Records drawn from a dataset:
BEGIN

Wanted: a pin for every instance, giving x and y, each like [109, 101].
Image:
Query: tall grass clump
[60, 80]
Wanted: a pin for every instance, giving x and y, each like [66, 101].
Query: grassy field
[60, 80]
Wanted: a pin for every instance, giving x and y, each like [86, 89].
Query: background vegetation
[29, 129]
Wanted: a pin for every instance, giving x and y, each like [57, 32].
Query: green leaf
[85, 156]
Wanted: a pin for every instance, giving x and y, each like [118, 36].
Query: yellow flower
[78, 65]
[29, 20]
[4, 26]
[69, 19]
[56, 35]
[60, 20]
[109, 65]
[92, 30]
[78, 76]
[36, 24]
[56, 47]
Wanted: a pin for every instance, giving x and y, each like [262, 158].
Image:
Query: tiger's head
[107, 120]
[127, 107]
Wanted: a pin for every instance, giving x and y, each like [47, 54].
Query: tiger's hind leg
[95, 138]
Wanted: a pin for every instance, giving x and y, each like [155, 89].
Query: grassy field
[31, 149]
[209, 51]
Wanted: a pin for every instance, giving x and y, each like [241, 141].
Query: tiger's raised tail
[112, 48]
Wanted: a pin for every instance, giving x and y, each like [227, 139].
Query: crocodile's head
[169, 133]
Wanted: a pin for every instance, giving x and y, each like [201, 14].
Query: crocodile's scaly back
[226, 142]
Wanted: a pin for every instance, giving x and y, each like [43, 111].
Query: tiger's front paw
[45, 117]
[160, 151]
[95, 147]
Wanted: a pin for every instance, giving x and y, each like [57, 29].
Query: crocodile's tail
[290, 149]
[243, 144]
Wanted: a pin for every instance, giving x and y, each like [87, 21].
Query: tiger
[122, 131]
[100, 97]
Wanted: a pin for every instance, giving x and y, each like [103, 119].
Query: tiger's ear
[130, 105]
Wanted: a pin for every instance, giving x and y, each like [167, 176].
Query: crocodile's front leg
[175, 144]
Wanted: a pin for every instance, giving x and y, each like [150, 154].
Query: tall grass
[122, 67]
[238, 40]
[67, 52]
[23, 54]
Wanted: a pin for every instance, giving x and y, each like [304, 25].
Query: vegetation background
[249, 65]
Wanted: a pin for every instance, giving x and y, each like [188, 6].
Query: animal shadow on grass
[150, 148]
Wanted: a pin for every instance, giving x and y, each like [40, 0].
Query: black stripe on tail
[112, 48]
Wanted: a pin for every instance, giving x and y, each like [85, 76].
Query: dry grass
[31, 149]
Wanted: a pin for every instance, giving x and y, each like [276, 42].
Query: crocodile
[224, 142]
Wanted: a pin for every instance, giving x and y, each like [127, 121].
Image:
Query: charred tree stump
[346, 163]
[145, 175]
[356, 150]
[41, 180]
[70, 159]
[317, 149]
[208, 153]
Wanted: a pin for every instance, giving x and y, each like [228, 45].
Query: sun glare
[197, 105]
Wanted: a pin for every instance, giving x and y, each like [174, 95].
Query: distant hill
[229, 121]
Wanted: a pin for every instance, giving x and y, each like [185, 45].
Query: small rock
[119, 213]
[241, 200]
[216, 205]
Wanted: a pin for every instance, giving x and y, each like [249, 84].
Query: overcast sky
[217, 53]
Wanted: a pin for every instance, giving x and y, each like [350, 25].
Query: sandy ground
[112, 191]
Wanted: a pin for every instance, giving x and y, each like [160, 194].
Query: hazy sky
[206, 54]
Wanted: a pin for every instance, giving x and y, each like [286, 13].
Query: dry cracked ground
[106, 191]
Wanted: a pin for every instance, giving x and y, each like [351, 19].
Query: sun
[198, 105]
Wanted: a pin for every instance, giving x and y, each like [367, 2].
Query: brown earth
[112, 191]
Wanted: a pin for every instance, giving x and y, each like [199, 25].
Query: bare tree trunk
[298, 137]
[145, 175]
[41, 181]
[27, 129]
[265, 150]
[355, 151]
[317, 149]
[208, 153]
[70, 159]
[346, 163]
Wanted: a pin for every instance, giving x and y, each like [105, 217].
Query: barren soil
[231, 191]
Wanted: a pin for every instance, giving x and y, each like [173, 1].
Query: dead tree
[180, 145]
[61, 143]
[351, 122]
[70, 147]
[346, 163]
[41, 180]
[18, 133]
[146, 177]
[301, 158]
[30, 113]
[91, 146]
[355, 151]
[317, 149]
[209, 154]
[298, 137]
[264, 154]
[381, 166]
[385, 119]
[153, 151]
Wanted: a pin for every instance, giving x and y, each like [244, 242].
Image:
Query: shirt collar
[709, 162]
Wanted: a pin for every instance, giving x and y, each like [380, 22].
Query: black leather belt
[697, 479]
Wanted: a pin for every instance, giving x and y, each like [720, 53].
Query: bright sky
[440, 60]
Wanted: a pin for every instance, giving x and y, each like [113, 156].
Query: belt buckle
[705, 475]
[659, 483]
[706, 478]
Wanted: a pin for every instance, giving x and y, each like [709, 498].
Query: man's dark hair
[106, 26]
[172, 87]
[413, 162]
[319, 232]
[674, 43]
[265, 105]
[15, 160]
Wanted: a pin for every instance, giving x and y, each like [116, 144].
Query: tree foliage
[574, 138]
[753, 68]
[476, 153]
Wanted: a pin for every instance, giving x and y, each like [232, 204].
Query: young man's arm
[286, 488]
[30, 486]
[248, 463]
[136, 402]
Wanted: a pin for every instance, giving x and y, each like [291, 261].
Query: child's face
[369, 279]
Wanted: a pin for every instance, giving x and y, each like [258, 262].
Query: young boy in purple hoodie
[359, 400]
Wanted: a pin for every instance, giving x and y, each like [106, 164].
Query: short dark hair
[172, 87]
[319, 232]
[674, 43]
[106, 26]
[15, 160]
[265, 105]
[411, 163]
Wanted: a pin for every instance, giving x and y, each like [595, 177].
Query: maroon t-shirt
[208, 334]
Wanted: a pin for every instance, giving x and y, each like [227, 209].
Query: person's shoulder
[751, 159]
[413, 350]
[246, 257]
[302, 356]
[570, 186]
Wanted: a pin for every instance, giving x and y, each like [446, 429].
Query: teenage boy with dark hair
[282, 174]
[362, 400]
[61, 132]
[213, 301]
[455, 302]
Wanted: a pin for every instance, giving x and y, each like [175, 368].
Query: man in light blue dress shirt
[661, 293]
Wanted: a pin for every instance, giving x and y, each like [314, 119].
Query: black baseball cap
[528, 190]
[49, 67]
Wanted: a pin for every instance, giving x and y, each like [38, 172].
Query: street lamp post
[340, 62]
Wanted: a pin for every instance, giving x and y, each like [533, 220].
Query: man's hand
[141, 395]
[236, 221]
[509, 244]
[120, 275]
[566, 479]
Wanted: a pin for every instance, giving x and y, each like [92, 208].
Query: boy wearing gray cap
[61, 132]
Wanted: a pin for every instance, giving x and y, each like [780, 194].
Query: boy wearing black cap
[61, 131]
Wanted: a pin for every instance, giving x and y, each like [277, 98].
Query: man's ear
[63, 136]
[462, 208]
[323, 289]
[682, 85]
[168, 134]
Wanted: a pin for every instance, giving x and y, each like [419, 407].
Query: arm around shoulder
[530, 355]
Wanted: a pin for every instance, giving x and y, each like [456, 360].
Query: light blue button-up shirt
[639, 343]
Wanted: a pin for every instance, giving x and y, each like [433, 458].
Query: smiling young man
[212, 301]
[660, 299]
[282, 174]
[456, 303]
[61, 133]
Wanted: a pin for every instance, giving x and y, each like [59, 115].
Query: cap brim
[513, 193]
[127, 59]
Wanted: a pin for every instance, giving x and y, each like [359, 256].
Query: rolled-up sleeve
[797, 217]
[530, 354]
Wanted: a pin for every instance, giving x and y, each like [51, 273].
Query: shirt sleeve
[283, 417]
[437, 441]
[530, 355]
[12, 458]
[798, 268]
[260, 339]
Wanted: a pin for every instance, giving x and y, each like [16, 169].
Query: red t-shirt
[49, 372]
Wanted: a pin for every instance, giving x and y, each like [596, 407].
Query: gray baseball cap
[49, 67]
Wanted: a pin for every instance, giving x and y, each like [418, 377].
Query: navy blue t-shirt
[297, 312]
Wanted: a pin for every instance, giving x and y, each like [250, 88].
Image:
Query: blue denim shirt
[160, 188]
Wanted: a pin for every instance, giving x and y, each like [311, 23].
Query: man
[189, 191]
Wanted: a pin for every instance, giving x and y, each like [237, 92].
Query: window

END

In the data above, repeat exactly each line from the first through the line that contains "like [304, 25].", and give nothing else.

* _ANSWER AREA_:
Wanted: a pin for every instance, giving x and y, each like [109, 101].
Image:
Query: tall grass clump
[60, 80]
Wanted: a pin for every instance, giving x and y, each like [66, 101].
Query: grassy field
[60, 80]
Wanted: a pin for every instance, giving x and y, each like [86, 89].
Query: background vegetation
[29, 129]
Wanted: a pin for every instance, giving x and y, each like [57, 32].
Query: green leaf
[85, 156]
Wanted: a pin for every instance, giving x and y, each like [118, 36].
Query: yellow flower
[78, 65]
[29, 20]
[4, 26]
[69, 19]
[56, 35]
[60, 20]
[109, 65]
[92, 30]
[78, 76]
[36, 24]
[56, 47]
Wanted: a pin for every instance, giving x and y, each like [262, 158].
Image:
Query: tiger's head
[107, 120]
[127, 107]
Wanted: a pin for every instance, giving x and y, each like [47, 54].
Query: tiger's hind leg
[95, 138]
Wanted: a pin for every instance, giving x and y, each like [155, 89].
Query: grassy field
[31, 149]
[209, 51]
Wanted: a pin for every instance, giving x and y, each like [241, 141].
Query: tiger's raised tail
[112, 48]
Wanted: a pin for every instance, giving x and y, each like [227, 139].
Query: crocodile's head
[169, 133]
Wanted: a pin for every instance, giving x and y, each like [201, 14].
Query: crocodile's scaly back
[226, 142]
Wanted: a pin for every instance, giving x and y, each like [43, 111].
Query: tiger's front paw
[45, 117]
[160, 151]
[95, 147]
Wanted: a pin for every instance, giving x and y, each like [57, 29].
Query: crocodile's tail
[290, 149]
[243, 144]
Wanted: a pin for every instance, giving x and y, each like [87, 21].
Query: tiger
[122, 131]
[100, 97]
Wanted: a pin for every instance, giving x and y, each like [103, 119].
Query: tiger's ear
[130, 105]
Wanted: a pin for every instance, giving x and y, each like [167, 176].
Query: crocodile's front leg
[175, 144]
Wanted: a pin for every instance, giving x and y, each like [150, 154].
Query: tall grass
[122, 67]
[238, 40]
[67, 52]
[23, 54]
Wanted: a pin for every instance, giving x and y, each like [304, 25].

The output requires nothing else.